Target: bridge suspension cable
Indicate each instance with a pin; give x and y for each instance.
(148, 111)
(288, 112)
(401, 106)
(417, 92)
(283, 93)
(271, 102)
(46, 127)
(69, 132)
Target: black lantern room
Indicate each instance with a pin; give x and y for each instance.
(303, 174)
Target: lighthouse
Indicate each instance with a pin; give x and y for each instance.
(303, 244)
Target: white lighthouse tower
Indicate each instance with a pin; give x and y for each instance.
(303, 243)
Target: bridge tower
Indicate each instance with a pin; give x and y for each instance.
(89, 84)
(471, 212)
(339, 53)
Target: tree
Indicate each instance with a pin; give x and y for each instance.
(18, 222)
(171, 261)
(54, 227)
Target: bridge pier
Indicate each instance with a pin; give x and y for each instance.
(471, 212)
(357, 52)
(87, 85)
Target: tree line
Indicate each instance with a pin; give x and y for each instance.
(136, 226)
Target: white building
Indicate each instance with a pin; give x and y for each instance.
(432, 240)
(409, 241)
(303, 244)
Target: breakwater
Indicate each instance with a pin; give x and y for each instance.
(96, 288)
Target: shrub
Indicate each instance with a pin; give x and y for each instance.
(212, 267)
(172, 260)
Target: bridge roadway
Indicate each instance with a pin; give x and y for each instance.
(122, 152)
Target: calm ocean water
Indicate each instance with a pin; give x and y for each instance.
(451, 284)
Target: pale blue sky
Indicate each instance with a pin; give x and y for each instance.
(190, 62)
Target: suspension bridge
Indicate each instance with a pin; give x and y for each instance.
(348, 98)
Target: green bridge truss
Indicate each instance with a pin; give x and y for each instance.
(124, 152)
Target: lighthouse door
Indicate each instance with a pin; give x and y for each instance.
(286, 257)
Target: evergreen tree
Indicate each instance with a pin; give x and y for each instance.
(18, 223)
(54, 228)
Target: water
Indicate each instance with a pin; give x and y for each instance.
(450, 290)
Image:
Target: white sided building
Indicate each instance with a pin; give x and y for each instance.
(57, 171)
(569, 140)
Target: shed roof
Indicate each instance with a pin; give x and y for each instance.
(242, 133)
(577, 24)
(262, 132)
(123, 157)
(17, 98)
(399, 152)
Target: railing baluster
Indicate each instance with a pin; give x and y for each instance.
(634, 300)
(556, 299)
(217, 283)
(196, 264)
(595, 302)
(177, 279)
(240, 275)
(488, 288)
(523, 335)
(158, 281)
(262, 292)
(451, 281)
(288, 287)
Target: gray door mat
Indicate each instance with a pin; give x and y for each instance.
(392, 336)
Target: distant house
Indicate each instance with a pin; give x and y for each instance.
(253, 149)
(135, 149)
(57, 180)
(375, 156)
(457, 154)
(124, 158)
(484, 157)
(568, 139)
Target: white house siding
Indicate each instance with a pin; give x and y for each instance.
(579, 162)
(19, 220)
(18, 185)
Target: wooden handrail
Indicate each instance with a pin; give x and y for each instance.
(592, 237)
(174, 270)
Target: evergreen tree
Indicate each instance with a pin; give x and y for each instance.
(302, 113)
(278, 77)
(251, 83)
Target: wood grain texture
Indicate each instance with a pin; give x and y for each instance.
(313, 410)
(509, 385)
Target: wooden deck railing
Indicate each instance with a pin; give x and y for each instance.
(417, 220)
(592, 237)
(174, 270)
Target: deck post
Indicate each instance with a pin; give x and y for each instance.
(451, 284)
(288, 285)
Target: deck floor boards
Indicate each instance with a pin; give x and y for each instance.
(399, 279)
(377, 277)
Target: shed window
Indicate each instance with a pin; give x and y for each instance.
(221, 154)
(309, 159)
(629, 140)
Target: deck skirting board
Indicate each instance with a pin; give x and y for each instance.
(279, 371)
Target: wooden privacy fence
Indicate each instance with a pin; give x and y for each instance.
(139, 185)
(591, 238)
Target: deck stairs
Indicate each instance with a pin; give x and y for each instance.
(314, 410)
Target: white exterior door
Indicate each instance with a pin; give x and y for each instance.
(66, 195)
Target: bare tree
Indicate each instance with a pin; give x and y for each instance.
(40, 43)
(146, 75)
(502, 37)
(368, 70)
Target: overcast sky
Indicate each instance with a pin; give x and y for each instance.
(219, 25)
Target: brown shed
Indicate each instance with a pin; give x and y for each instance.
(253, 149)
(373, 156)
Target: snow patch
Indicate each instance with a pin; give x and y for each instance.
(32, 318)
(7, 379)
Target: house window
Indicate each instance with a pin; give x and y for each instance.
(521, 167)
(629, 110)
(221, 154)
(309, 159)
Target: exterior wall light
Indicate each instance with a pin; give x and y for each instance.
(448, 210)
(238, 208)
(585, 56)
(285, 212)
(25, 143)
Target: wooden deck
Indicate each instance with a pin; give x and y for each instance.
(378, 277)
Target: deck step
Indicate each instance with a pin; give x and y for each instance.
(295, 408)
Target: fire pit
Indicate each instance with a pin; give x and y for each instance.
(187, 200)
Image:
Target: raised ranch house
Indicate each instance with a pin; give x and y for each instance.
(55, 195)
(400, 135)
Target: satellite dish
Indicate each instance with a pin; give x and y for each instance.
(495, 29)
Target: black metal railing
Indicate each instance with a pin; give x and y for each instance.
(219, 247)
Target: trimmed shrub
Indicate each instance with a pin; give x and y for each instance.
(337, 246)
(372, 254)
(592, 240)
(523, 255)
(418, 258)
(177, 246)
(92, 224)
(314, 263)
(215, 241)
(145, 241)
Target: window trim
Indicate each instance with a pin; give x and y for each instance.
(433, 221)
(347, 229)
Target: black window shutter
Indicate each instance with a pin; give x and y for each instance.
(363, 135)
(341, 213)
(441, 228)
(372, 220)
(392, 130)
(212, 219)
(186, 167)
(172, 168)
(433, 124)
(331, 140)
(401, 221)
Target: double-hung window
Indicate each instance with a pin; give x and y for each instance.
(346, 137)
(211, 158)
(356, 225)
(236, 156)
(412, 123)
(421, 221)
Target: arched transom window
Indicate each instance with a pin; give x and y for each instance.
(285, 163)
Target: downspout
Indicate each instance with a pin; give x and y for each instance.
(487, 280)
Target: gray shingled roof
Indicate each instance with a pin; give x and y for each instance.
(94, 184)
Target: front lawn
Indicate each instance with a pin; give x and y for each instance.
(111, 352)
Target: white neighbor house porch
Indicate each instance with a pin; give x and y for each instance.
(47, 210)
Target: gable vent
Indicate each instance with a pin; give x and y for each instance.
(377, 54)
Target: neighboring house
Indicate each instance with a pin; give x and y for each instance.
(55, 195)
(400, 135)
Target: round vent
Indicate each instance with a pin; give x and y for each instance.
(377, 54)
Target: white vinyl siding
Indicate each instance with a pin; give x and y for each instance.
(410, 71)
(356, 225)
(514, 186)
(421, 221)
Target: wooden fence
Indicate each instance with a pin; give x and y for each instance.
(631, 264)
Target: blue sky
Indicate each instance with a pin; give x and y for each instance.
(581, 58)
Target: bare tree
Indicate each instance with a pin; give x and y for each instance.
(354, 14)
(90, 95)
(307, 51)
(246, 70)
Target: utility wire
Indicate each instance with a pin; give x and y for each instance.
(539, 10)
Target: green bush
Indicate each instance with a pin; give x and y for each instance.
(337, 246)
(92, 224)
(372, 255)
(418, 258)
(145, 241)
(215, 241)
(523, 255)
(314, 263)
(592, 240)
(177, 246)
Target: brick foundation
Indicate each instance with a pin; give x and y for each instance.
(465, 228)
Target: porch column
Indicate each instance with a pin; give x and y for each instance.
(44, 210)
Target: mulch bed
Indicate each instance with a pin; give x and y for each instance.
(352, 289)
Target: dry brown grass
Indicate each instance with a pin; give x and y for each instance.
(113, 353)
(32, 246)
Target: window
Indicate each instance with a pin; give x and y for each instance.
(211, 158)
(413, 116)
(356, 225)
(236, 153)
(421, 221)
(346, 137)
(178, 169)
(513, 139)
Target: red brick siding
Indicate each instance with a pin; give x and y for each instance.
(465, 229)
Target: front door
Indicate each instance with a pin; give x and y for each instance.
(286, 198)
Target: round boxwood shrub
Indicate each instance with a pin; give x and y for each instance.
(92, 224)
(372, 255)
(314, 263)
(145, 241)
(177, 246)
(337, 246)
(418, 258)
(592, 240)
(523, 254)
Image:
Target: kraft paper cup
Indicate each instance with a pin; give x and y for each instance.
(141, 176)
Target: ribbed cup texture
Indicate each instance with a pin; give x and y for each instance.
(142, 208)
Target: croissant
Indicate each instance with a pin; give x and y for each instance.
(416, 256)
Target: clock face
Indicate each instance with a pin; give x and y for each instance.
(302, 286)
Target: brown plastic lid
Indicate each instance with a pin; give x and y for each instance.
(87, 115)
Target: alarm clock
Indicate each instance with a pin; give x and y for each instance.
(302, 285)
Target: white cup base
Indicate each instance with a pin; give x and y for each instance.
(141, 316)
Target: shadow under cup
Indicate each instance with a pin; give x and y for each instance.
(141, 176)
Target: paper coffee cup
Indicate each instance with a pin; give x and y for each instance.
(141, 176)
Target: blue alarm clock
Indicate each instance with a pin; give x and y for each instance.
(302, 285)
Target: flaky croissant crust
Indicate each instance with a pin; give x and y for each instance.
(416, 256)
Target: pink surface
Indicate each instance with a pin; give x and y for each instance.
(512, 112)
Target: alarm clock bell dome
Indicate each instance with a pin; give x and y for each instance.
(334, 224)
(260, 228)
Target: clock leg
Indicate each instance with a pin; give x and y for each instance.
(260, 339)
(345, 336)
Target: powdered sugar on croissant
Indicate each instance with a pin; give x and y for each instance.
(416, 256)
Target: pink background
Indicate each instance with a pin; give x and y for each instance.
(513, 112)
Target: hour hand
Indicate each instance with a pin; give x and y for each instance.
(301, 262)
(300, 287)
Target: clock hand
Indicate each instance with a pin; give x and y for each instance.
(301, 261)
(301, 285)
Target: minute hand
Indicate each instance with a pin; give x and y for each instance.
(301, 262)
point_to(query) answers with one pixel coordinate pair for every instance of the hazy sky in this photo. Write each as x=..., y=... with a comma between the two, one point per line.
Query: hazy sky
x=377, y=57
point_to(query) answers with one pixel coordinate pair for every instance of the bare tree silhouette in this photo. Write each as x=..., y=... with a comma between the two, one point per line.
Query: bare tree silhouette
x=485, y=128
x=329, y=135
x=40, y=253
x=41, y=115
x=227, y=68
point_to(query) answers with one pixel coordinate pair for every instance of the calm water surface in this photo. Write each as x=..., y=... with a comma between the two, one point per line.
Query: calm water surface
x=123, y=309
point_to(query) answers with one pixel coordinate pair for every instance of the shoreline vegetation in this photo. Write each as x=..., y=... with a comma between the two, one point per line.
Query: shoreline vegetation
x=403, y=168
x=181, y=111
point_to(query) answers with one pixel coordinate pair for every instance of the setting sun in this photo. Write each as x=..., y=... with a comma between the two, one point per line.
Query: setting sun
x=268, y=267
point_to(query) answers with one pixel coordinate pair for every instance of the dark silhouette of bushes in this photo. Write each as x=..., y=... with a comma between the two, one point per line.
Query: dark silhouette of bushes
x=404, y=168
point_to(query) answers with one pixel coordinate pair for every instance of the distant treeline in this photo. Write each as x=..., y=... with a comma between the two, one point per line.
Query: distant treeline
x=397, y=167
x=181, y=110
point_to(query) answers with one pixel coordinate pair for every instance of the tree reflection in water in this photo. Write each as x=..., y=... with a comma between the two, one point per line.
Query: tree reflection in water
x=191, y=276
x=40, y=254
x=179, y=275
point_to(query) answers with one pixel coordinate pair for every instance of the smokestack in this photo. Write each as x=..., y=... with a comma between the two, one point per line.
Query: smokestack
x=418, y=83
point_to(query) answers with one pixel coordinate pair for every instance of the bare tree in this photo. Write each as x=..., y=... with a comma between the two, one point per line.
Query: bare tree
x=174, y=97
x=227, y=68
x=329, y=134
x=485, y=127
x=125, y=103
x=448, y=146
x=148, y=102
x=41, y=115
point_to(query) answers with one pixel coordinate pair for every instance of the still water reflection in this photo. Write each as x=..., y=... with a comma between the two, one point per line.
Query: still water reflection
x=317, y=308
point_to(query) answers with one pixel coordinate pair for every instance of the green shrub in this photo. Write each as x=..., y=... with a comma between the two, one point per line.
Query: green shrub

**WORK REQUIRED**
Starting with the line containing "Target: clock hand" and going on through the line containing "x=377, y=57", switch "minute hand" to "hour hand" and reproduce only those lines, leaving everything else unchanged.

**TASK ANSWER**
Target: clock hand
Indicate each instance with a pin; give x and y for each instance.
(301, 261)
(301, 285)
Target: hour hand
Indicate each instance with a pin; give x and y for each instance.
(301, 262)
point_to(query) answers with one pixel coordinate pair for every instance of the hazy sky in this photo. Write each as x=..., y=... with a comma between the two, one point per line.
Query: hazy sky
x=377, y=57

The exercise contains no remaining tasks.